'''
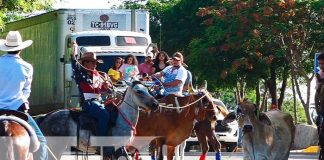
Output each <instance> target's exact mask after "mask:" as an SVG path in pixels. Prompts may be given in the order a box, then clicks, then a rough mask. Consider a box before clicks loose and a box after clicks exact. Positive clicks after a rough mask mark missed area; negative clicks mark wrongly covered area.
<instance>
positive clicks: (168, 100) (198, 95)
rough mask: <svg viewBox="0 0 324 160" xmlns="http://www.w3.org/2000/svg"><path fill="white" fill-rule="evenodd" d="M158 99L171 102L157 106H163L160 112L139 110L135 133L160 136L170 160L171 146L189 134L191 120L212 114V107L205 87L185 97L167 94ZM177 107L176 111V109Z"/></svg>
mask: <svg viewBox="0 0 324 160" xmlns="http://www.w3.org/2000/svg"><path fill="white" fill-rule="evenodd" d="M159 102H160V103H165V104H170V103H171V104H173V107H166V106H165V107H166V108H163V106H161V105H160V108H163V109H162V111H161V112H154V113H150V114H146V113H142V112H140V117H139V121H138V125H137V127H136V129H137V137H138V136H158V137H161V138H160V140H161V141H160V143H161V144H166V145H167V146H168V147H167V149H168V152H167V157H168V158H167V159H168V160H171V159H172V158H173V154H174V149H175V147H176V146H177V145H179V144H180V143H182V142H183V141H184V140H186V139H187V138H188V137H189V136H190V135H191V131H192V129H193V127H194V126H193V124H194V121H201V120H204V119H206V117H211V118H213V117H215V108H214V104H213V102H212V100H211V97H210V95H209V93H208V92H207V91H203V92H199V93H197V94H195V95H190V96H187V97H176V96H174V95H168V96H167V97H165V98H163V99H161V100H159ZM179 108H181V111H180V112H178V111H177V110H178V109H179ZM137 137H136V138H137ZM136 138H135V139H136ZM163 142H164V143H163Z"/></svg>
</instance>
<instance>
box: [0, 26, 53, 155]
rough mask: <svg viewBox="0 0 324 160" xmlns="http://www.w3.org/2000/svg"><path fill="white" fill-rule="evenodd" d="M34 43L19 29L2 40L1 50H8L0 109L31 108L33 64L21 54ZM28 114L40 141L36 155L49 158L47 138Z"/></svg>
mask: <svg viewBox="0 0 324 160" xmlns="http://www.w3.org/2000/svg"><path fill="white" fill-rule="evenodd" d="M32 43H33V41H32V40H27V41H22V37H21V35H20V33H19V32H18V31H9V33H8V34H7V37H6V39H5V40H3V39H1V40H0V50H1V51H5V52H7V54H4V55H2V56H1V57H0V75H1V76H0V88H1V89H0V109H7V110H17V111H22V112H25V113H27V111H28V109H29V102H28V98H29V95H30V93H31V83H32V79H33V66H32V65H31V64H29V63H28V62H26V61H24V60H23V59H22V58H21V57H20V54H21V51H22V50H23V49H24V48H27V47H29V46H30V45H31V44H32ZM26 115H27V116H28V120H27V122H28V123H29V124H30V125H31V127H32V128H33V129H34V130H35V132H36V135H37V137H38V140H39V141H40V148H39V150H38V151H37V152H36V153H35V155H34V157H35V159H38V160H47V159H48V157H47V156H48V155H47V148H46V143H47V142H46V139H45V137H44V135H43V133H42V131H41V130H40V129H39V127H38V125H37V124H36V122H35V120H34V119H33V118H32V117H31V116H30V115H29V114H26ZM2 156H4V155H2Z"/></svg>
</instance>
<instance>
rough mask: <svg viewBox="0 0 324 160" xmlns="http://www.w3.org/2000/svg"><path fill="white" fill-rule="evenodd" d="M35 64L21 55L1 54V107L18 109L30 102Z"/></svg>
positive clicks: (0, 87)
mask: <svg viewBox="0 0 324 160" xmlns="http://www.w3.org/2000/svg"><path fill="white" fill-rule="evenodd" d="M32 77H33V66H32V65H31V64H29V63H27V62H26V61H24V60H23V59H21V58H20V57H19V55H14V54H5V55H3V56H0V109H11V110H17V109H18V108H19V107H20V106H21V105H22V104H23V103H25V102H28V97H29V95H30V92H31V82H32Z"/></svg>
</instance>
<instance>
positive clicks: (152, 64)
mask: <svg viewBox="0 0 324 160" xmlns="http://www.w3.org/2000/svg"><path fill="white" fill-rule="evenodd" d="M152 66H153V63H149V64H147V63H141V64H140V65H139V66H138V70H139V72H140V74H141V75H142V74H143V73H147V74H148V75H149V76H150V75H152V74H153V69H152V68H153V67H152Z"/></svg>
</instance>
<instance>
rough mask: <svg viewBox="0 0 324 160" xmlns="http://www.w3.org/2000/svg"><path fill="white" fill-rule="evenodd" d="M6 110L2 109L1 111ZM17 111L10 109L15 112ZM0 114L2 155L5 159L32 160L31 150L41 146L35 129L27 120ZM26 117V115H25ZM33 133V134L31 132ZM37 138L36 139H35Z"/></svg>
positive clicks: (34, 149) (2, 157)
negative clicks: (26, 121) (33, 131)
mask: <svg viewBox="0 0 324 160" xmlns="http://www.w3.org/2000/svg"><path fill="white" fill-rule="evenodd" d="M3 112H4V111H3V110H1V111H0V113H3ZM14 112H15V111H8V113H14ZM9 115H10V116H7V115H2V116H0V136H1V138H0V155H1V159H4V160H32V159H33V156H32V153H31V152H35V151H37V150H38V148H39V142H38V140H37V138H36V134H35V133H34V132H33V129H32V128H31V127H30V126H29V125H28V123H27V122H26V121H25V120H27V117H25V118H26V119H24V120H23V119H21V118H18V117H15V116H12V115H11V114H9ZM23 117H24V116H23ZM30 133H31V134H30ZM35 138H36V139H35ZM34 140H36V141H34Z"/></svg>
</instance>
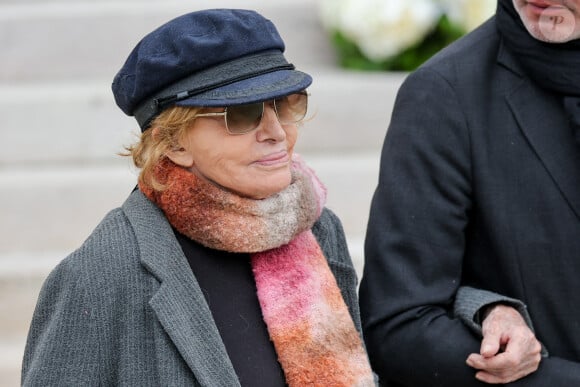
'''
**Work required:** Give back the whole listing exactly as it stands. Drop every picture.

**Task solution:**
Output each <instance> target's exact mask after "mask:" as an SVG path in pixels. Prompts may be given in the order a box, then clicks, then a rough mask. Consider a box before clicks loose and a box after clicks exact. Positive clicks after a rough mask mark missed area; negative clicks mark wrongly covered area.
<instance>
positive clicks: (168, 100) (198, 95)
rough mask: <svg viewBox="0 0 324 160" xmlns="http://www.w3.org/2000/svg"><path fill="white" fill-rule="evenodd" d="M158 99L171 102L157 106H163L160 112L139 110L135 133L160 136L170 160L171 146L189 134L191 120L212 114V107L205 87L185 97L167 94ZM177 107L176 111V109Z"/></svg>
mask: <svg viewBox="0 0 324 160" xmlns="http://www.w3.org/2000/svg"><path fill="white" fill-rule="evenodd" d="M159 102H160V103H165V104H170V103H171V104H173V107H166V106H165V107H166V108H163V106H161V105H160V108H163V109H162V111H161V112H154V113H150V114H146V113H142V112H140V117H139V121H138V125H137V127H136V129H137V137H138V136H158V137H161V138H160V140H161V141H160V143H161V144H166V145H167V146H168V147H167V149H168V152H167V157H168V158H167V159H168V160H171V159H172V158H173V154H174V149H175V147H176V146H177V145H179V144H180V143H182V142H183V141H184V140H186V139H187V138H188V137H189V136H190V135H191V131H192V129H193V127H194V126H193V124H194V121H201V120H204V119H206V117H211V118H213V117H215V108H214V104H213V102H212V100H211V97H210V95H209V93H208V92H207V91H203V92H199V93H197V94H195V95H190V96H187V97H176V96H174V95H168V96H167V97H165V98H163V99H161V100H159ZM179 108H181V111H180V112H178V111H177V110H178V109H179ZM137 137H136V138H137ZM136 138H135V139H136ZM163 142H164V143H163Z"/></svg>
</instance>
<instance>
box: [0, 26, 53, 155]
rough mask: <svg viewBox="0 0 324 160" xmlns="http://www.w3.org/2000/svg"><path fill="white" fill-rule="evenodd" d="M34 43L19 29L2 40L1 50H8L0 109L31 108L33 64L21 54ZM28 114L40 141L36 155L49 158L47 138Z"/></svg>
mask: <svg viewBox="0 0 324 160" xmlns="http://www.w3.org/2000/svg"><path fill="white" fill-rule="evenodd" d="M32 43H33V41H32V40H27V41H22V37H21V35H20V33H19V32H18V31H9V33H8V34H7V37H6V39H5V40H3V39H1V40H0V50H1V51H5V52H7V54H4V55H2V56H1V57H0V75H1V76H0V88H1V89H0V109H7V110H17V111H22V112H25V113H27V111H28V109H29V102H28V98H29V95H30V93H31V83H32V79H33V66H32V65H31V64H29V63H28V62H26V61H24V60H23V59H22V58H21V57H20V54H21V51H22V50H23V49H24V48H27V47H29V46H30V45H31V44H32ZM26 115H27V116H28V120H27V122H28V123H29V124H30V125H31V127H32V128H33V129H34V130H35V132H36V135H37V137H38V140H39V141H40V148H39V150H38V151H37V152H36V153H35V155H34V157H35V159H38V160H47V159H48V157H47V156H48V155H47V148H46V143H47V142H46V139H45V137H44V135H43V133H42V131H41V130H40V129H39V127H38V125H37V124H36V122H35V120H34V119H33V118H32V117H31V116H30V115H29V114H26ZM2 156H4V155H2Z"/></svg>
</instance>
<instance>
rough mask: <svg viewBox="0 0 324 160" xmlns="http://www.w3.org/2000/svg"><path fill="white" fill-rule="evenodd" d="M35 64L21 55L1 54V107L18 109L30 102Z"/></svg>
positive clicks: (0, 87)
mask: <svg viewBox="0 0 324 160" xmlns="http://www.w3.org/2000/svg"><path fill="white" fill-rule="evenodd" d="M32 77H33V66H32V65H31V64H29V63H27V62H26V61H24V60H23V59H21V58H20V57H19V55H14V54H5V55H3V56H0V109H11V110H17V109H18V108H19V107H20V106H21V105H22V104H23V103H25V102H28V97H29V95H30V92H31V82H32Z"/></svg>
</instance>
<instance>
positive clicks: (152, 64)
mask: <svg viewBox="0 0 324 160" xmlns="http://www.w3.org/2000/svg"><path fill="white" fill-rule="evenodd" d="M152 66H153V63H149V64H147V63H141V64H140V65H139V66H138V70H139V72H140V74H141V75H142V74H143V73H147V74H148V75H149V76H150V75H152V74H153V69H152V68H153V67H152Z"/></svg>
</instance>
<instance>
rough mask: <svg viewBox="0 0 324 160" xmlns="http://www.w3.org/2000/svg"><path fill="white" fill-rule="evenodd" d="M6 110L2 109L1 111ZM17 111L10 109L15 112ZM0 114L2 155L5 159L32 160L31 150L41 146L35 129L27 120ZM26 117V115H25ZM33 133V134L31 132ZM37 138L36 139H35Z"/></svg>
positive clicks: (34, 149) (2, 157)
negative clicks: (26, 121) (33, 131)
mask: <svg viewBox="0 0 324 160" xmlns="http://www.w3.org/2000/svg"><path fill="white" fill-rule="evenodd" d="M3 112H4V111H3V110H1V111H0V113H3ZM14 112H15V111H8V113H14ZM9 115H10V116H7V115H2V116H0V136H1V138H0V155H1V159H4V160H32V159H33V156H32V153H31V152H35V151H37V150H38V148H39V142H38V140H37V138H36V134H35V133H34V132H33V129H32V128H31V127H30V126H29V125H28V123H27V122H26V121H25V120H27V117H25V118H26V119H24V120H23V119H21V118H18V117H15V116H12V115H11V114H9ZM23 117H24V116H23ZM30 133H31V134H30ZM35 138H36V139H35ZM34 140H36V141H34Z"/></svg>
</instance>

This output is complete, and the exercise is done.